§ **Jobs**
1. Please list each line of transformed output that the Perl regex thread shows.
2. Copy out the part of the Perl regex thread starting at "Basically I wanted" and ending at "replacements start happening.", with "iterate" swapped in for "recurse".

§ **Text excerpt**
================================

Reputation: 5438
I just struggled a long time to come up with a working little perl one-liner like this:
perl -pe 'if (/^(".*",").*, /) { $a = $1; s/, /"\n$a/g}'
My input data looks something like this:
"foo","bar a"
"baz","bar a, bar b, bar c"
And I'm transforming it to this:
"foo","bar a"
"baz","bar a"
"baz","bar b"
"baz","bar c"
Basically I wanted to only match certain lines (if (/, /)...
) and on those lines replace all instances of that match with a part of the original line. A s///g
with a match group would not work because it would not recurse properly, the replacement string has to be figured out before replacements start happening.
if (/^(".*",").*, /) { s/, /"\n$1/g}
Yet it did not. The var $1
was never anything but empty. Given what the perl docs I read said about persistence, this was a surprise to me:
These match variables generally stay around until the next successful pattern match.
Only when I started stashing the result in a variable of my own could I access the result from the substitution expression:
if (/^(".*",").*, /) { $a = $1; s/, /"\n$a/g}
Why was $1
being cleared when not only was there no successful match, there was no request for a match at all in my search and replace? And would there have been a better way to approach this problem?
Upvotes: 1
Views: 139
Reputation: 58651
You ask:
Why was $1 being cleared when not only was there no successful match, there was no request for a match at all in my search and replace?
Are you perhaps conflating matching and capturing?
For s/PATTERN/REPLACEMENT/
to do anything, the PATTERN must match. So if there is any substitution at all as a result of an s///
operation, you know that its PATTERN regex-matched successfully. REPLACEMENT is then evaluated.

================================

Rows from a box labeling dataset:
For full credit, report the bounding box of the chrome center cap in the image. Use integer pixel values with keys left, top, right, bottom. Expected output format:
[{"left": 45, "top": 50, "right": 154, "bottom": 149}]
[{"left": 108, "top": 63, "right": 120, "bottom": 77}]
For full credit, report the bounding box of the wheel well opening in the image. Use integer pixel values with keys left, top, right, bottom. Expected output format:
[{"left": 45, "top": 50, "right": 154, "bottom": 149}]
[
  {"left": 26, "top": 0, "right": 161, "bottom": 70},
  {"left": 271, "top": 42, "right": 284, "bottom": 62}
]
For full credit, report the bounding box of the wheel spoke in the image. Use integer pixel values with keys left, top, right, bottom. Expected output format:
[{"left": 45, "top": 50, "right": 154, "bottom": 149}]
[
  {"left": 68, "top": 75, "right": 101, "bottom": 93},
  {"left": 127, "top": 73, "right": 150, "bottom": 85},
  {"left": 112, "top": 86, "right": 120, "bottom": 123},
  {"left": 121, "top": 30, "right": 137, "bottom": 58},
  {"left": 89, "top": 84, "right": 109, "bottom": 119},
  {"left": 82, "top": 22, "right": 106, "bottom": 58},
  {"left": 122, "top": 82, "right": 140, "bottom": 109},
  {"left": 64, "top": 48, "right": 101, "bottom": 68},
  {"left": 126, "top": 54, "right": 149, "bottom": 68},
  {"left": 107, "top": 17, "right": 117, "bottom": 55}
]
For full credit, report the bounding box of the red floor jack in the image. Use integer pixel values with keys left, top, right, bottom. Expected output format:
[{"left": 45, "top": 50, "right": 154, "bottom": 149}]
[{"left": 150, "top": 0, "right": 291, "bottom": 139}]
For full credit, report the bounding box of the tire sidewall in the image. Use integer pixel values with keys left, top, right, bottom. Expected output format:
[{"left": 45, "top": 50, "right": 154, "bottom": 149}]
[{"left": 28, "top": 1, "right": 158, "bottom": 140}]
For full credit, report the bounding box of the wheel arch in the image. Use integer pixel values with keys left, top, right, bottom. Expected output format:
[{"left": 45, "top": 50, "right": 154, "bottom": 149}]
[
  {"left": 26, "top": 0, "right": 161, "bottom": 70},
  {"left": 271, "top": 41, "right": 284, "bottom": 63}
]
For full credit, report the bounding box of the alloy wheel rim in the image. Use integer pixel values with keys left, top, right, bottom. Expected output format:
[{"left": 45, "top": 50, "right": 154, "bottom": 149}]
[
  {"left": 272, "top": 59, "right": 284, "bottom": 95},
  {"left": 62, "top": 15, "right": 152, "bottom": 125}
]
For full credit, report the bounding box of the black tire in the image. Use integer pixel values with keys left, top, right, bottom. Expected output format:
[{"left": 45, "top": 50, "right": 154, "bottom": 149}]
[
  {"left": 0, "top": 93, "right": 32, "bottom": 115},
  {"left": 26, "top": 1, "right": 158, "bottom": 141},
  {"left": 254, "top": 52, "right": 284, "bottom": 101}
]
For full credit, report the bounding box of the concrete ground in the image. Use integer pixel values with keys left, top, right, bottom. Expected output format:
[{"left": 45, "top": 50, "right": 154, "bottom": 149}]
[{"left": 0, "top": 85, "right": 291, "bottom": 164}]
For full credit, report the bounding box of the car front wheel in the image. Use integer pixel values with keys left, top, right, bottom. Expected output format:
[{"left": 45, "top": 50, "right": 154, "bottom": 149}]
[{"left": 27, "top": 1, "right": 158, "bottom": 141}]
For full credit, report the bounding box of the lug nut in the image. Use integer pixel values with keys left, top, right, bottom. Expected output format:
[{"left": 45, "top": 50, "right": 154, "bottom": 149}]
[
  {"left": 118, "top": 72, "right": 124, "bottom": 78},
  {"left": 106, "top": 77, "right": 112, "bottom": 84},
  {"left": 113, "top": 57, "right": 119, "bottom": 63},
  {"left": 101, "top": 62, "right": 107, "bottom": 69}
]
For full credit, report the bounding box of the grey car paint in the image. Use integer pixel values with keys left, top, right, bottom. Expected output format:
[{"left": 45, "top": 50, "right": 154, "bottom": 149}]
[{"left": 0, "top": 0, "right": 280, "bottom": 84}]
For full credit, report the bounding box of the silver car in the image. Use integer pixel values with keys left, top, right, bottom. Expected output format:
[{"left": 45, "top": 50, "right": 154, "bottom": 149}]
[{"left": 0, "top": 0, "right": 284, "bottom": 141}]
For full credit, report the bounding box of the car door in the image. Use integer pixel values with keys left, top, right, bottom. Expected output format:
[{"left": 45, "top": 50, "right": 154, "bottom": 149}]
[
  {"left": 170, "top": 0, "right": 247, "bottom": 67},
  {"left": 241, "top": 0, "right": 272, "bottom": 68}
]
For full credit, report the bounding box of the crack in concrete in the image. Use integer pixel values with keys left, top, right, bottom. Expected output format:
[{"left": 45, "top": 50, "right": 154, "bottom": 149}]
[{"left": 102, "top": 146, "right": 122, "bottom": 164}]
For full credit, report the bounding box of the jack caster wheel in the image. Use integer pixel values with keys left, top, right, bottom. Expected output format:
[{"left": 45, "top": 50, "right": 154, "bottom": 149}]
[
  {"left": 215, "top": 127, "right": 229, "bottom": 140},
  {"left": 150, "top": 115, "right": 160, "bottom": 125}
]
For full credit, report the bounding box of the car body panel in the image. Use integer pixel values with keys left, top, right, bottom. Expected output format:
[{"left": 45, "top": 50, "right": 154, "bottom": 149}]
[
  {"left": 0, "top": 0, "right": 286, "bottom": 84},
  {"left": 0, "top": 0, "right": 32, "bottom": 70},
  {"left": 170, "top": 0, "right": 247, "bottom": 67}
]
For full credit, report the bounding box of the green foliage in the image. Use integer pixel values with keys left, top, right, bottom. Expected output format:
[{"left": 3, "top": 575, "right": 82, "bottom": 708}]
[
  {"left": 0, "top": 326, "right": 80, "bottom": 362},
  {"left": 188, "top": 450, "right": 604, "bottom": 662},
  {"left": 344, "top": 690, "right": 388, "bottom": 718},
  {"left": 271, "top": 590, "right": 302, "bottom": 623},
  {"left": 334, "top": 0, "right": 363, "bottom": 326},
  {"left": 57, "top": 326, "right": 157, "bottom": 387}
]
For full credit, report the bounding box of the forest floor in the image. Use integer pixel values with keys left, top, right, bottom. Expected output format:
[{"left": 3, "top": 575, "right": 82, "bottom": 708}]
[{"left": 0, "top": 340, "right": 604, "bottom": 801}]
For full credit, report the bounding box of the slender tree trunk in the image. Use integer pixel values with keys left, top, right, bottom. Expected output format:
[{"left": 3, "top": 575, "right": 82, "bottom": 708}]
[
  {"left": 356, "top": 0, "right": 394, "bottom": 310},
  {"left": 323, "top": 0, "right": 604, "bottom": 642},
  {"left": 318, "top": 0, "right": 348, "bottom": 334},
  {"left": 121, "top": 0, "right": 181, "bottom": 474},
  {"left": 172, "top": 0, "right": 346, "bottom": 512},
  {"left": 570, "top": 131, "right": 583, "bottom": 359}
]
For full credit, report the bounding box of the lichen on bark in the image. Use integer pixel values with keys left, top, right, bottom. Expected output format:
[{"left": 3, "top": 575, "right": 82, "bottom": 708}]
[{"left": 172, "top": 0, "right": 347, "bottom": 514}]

================================

§ **Solutions by task**
1.
"foo","bar a"
"baz","bar a"
"baz","bar b"
"baz","bar c"

2.
Basically I wanted to only match certain lines (if (/, /)...
) and on those lines replace all instances of that match with a part of the original line. A s///g
with a match group would not work because it would not iterate properly, the replacement string has to be figured out before replacements start happening.